## Dataset items
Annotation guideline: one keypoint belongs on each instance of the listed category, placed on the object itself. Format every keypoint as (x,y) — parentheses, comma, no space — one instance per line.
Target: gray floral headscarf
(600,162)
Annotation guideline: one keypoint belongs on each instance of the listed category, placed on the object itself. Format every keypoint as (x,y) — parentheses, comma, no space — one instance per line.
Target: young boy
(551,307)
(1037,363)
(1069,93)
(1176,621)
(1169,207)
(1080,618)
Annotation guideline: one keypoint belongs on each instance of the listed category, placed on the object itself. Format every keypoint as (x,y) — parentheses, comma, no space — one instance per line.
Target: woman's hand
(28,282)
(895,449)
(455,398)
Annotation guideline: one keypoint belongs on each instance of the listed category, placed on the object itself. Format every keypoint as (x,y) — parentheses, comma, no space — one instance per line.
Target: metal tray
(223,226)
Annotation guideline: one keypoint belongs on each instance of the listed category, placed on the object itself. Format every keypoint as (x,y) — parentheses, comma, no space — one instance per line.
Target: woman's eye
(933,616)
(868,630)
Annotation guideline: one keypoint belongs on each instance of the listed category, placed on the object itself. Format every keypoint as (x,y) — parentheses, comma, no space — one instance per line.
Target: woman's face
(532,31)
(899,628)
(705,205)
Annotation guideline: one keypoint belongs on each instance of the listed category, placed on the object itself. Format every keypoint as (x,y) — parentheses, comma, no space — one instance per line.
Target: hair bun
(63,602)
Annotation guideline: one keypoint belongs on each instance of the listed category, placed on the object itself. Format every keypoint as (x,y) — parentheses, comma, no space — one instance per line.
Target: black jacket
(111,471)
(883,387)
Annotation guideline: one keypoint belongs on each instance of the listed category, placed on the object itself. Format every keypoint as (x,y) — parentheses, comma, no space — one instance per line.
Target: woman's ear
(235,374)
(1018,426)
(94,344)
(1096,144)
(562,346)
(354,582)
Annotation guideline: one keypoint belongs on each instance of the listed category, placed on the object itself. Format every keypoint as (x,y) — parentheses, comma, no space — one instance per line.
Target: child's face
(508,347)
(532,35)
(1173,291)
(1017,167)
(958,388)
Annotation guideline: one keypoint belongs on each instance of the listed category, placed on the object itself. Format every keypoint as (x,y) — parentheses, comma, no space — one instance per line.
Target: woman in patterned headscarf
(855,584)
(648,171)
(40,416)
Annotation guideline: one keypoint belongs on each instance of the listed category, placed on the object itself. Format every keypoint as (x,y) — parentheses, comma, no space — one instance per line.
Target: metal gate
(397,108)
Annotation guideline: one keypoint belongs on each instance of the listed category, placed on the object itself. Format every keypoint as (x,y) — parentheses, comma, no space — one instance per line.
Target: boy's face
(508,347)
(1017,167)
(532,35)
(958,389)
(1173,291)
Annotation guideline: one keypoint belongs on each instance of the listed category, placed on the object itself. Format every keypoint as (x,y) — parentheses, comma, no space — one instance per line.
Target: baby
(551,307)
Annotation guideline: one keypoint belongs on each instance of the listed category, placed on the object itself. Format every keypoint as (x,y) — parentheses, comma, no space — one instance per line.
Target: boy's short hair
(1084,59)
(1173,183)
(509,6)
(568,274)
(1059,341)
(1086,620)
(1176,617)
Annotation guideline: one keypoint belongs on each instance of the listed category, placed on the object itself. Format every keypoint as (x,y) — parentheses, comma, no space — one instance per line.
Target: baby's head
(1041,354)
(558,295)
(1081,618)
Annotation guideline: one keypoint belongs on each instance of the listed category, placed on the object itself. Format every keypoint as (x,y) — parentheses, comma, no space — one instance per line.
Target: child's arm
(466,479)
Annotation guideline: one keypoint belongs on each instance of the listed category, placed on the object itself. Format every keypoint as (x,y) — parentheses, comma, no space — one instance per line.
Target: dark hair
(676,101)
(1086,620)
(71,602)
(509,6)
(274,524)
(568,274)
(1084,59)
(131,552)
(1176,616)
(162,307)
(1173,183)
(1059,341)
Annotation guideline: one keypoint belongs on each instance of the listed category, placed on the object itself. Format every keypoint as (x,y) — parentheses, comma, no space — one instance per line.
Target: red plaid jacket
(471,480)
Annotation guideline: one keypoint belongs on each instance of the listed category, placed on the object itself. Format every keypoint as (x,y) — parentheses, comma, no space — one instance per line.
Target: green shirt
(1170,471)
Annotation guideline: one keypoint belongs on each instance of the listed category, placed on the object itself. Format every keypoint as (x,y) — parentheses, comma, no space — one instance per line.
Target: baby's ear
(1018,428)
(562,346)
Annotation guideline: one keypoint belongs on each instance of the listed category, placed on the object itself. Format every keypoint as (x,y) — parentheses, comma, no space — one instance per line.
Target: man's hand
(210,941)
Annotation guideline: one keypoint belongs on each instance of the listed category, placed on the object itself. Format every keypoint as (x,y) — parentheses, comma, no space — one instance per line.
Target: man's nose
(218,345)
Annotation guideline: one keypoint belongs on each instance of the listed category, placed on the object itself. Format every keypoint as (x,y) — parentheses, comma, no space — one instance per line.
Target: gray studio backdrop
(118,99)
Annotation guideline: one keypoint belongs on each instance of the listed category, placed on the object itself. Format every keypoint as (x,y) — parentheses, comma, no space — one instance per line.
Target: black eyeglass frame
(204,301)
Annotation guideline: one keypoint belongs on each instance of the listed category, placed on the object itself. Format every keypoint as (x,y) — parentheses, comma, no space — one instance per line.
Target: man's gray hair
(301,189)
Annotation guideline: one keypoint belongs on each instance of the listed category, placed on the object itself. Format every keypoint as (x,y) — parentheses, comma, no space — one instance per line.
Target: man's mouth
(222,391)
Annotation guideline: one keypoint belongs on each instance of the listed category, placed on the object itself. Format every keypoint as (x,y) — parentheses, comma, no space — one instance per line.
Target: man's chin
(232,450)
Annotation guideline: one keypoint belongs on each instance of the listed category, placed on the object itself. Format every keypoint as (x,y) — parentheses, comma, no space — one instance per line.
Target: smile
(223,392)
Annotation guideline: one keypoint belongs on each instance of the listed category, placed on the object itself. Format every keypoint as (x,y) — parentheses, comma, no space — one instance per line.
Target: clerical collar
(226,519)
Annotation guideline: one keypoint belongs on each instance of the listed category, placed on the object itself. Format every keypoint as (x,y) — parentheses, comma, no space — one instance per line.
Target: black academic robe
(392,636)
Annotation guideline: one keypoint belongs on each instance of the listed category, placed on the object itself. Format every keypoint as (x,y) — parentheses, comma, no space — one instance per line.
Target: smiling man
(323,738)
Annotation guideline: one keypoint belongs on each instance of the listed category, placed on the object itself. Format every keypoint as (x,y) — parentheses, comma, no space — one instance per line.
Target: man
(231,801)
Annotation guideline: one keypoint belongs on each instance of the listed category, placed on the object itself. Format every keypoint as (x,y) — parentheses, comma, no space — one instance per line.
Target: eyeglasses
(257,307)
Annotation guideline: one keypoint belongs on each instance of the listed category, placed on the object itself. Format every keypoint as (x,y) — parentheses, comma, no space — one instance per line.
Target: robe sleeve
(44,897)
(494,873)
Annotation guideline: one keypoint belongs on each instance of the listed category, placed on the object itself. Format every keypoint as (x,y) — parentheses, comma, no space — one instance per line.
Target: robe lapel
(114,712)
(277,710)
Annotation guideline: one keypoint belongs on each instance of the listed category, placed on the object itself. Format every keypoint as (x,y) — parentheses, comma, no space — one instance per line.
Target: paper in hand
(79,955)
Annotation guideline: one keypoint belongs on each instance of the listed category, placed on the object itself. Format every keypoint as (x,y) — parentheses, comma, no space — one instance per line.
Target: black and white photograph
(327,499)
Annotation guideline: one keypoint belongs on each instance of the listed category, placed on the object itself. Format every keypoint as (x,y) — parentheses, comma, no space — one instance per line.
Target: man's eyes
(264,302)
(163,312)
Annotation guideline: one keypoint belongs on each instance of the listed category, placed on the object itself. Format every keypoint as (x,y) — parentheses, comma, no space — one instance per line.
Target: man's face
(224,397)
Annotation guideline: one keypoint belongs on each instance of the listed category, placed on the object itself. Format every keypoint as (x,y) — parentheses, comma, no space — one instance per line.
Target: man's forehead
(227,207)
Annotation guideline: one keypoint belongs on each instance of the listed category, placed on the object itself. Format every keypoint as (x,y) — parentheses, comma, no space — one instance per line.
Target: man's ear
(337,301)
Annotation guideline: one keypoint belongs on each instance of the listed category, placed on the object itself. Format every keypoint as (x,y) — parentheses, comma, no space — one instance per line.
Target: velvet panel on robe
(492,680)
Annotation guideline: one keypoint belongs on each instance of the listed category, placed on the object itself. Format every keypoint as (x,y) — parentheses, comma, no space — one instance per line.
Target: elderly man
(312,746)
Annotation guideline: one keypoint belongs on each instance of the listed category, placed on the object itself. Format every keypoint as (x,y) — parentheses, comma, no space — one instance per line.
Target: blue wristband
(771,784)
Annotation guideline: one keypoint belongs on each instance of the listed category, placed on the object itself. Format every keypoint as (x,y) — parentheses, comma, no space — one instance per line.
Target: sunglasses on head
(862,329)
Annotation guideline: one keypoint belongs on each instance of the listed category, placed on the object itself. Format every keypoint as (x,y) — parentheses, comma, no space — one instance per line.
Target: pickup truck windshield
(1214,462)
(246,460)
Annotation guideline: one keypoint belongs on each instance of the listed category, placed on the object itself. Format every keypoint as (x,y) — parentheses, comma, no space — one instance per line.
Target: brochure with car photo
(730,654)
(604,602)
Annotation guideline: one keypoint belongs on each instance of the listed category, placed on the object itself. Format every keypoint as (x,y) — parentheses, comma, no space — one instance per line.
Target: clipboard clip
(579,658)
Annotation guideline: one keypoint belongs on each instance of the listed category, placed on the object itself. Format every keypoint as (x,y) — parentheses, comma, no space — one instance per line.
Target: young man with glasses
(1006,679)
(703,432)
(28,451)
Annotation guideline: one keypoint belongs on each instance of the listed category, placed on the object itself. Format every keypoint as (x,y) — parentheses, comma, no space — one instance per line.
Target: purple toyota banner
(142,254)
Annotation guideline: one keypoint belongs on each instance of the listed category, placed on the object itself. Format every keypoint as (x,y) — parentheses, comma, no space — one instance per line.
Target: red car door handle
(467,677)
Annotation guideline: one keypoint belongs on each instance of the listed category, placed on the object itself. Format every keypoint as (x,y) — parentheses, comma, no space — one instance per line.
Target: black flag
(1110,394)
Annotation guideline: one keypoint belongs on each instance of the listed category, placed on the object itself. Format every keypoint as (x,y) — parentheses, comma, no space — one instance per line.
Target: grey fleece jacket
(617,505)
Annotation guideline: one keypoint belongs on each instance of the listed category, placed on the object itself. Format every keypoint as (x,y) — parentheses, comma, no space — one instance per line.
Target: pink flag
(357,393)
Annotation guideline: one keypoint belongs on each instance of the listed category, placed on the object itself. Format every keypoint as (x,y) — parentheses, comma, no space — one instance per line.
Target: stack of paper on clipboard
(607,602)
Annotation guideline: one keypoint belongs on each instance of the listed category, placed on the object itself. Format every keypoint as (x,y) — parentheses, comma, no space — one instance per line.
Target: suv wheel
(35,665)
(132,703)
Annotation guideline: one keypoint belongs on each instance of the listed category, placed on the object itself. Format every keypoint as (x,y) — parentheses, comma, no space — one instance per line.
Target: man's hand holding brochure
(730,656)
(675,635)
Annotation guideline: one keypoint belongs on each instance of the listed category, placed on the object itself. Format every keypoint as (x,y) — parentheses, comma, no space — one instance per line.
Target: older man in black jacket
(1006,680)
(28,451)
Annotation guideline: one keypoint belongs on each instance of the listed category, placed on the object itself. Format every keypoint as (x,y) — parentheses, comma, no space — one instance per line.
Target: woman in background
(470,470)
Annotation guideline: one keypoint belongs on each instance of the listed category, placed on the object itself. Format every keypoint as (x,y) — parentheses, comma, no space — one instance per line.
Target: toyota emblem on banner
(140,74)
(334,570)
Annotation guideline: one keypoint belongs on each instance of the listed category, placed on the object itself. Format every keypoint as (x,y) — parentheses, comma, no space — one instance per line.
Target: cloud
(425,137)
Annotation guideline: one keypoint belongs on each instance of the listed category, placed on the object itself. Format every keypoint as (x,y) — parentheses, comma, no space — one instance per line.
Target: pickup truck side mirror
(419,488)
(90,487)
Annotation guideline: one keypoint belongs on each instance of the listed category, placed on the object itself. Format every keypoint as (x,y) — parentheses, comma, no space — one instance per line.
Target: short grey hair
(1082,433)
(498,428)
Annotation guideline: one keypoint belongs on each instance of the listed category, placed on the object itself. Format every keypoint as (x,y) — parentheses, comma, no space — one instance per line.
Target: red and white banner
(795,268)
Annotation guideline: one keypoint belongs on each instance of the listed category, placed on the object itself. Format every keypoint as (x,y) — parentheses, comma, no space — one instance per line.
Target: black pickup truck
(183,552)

## What you will do
List each line of the listing above that contains the word "child".

## Task output
Target: child's face
Target: child's arm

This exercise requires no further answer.